SELECTED PASSAGE:
-----
The Red unit opened in Atlanta, Ga., Feb. 8 for a 12 day run. The train inventory at the opening consisted of 7 flats, 1 bi-level, 2 tunnel, 4 stocks, 23 coaches, total of 37 cars. The show played a wide route throughout the eastern seaboard including dates in New England. Later it made a swing through the southern states of Arkansas, Tennessee, Louisiana, Alabama, and Mississippi, then followed with lengthy engagements in Texas at Houston, Ft. Worth, and Dallas. The Red show cancelled a Pittsburgh, Pa. date over a labor dispute involving concession rights, including programs. The show returned to Milwaukee, after a three year absence. There was a narrow escape in Madison, Wis. when a building caught fire adjacent to the track on which were parked the show's train. Quick work by the train crew and railroad personnel moved the cars before serious damage was done, although two coaches were damaged somewhat on the outside.
-----
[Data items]
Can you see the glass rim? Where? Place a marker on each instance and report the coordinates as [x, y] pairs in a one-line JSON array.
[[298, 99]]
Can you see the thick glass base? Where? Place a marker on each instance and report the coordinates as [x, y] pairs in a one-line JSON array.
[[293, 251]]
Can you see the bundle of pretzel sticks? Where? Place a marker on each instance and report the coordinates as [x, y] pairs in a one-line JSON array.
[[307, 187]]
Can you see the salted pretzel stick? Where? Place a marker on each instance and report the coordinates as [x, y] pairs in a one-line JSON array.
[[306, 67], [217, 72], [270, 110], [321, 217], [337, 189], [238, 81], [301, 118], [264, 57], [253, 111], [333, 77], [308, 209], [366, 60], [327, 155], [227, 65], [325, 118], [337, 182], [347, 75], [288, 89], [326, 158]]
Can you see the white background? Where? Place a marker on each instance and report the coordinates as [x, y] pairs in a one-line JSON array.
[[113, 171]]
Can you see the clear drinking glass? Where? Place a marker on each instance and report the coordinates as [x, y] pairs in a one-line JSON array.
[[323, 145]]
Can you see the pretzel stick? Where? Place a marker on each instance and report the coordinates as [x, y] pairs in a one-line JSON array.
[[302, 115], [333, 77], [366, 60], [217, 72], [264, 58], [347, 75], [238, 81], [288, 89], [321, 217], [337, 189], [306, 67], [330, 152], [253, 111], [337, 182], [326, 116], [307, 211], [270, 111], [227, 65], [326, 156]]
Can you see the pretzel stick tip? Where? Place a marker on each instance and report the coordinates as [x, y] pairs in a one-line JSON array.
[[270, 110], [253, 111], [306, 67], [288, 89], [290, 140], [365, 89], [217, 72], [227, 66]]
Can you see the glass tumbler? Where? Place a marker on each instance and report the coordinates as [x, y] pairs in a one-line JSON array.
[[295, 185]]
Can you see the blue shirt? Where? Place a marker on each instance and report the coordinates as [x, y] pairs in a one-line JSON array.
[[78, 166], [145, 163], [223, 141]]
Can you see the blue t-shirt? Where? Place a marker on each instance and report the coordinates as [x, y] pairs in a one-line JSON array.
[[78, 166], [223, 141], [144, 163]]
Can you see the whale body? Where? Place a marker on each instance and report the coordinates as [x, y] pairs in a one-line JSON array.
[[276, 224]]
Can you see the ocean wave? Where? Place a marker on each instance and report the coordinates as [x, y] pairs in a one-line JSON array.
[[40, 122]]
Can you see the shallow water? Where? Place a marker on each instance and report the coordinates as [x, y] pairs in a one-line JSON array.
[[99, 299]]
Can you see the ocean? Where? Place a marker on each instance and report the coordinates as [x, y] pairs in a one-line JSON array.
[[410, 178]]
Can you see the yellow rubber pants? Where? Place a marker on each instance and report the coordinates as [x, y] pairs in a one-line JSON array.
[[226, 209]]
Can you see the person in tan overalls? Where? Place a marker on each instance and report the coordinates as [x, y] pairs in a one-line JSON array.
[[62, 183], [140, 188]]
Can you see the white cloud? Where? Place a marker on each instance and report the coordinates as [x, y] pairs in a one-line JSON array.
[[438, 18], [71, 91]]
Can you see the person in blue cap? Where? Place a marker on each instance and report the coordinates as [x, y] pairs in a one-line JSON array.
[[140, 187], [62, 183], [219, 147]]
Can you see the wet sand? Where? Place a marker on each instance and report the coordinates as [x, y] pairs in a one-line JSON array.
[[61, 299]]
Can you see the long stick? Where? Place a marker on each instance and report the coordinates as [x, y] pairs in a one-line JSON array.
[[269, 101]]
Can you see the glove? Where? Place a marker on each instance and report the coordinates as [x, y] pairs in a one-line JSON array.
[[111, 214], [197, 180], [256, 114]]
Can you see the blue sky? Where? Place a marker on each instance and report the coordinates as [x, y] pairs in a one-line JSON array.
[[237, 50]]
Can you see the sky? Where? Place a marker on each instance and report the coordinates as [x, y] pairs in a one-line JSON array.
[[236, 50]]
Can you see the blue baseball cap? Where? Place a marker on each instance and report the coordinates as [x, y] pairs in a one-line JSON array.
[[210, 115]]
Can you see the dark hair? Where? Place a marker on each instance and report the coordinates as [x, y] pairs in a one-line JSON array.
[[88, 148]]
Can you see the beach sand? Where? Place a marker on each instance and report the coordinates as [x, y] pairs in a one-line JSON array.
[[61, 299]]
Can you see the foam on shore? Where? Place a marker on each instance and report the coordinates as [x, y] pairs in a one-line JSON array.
-----
SET EXERCISE:
Resume the account of the Red unit's tour, picking up after its last sentence.

THE REPLY:
Major stands in the fall were at Detroit, Boston, and Cleveland. Final date came at Nashville, Tenn. on November 19, after which the show returned to Venice quarters.

Mattel (Ringling-Barnum's parent company) in its report to stockholders at the annual meeting on June 8 said that fiscal 1978 just ended saw the show have an all-time sales and profit margin. Attendance was up 18 percent and revenue up 21 percent. Both the Red and Blue units were reported to have had very profitable 1978 seasons.

The Ringling owned unit which had played at the Ohio State Fair in 1977 did not re-appear in 1978. Instead, a long awaited 3rd unit making a regular tour, was framed in Venice during the year. Railroad cars for a 15 car train were readied to transport the new show which would be titled International Circus Festival of Monte Carlo Spectacular. It was to be a one ring European style circus and according to Irvin Feld was scheduled to open in February 1979. It would exhibit indoors and the route would include smaller cities than ordinarily played by the Red and Blue units plus a number of dates at colleges and universities.

Information was also officially released that Ringling was planning a unit to play Australia under canvas in 1980. The Felds had now become circus giants in their own right, alongside the original Ringling brothers, James A Bailey, P. T. Barnum, Adam Forepaugh, the Sells brothers, and Mugivan, Bowers, and Ballard.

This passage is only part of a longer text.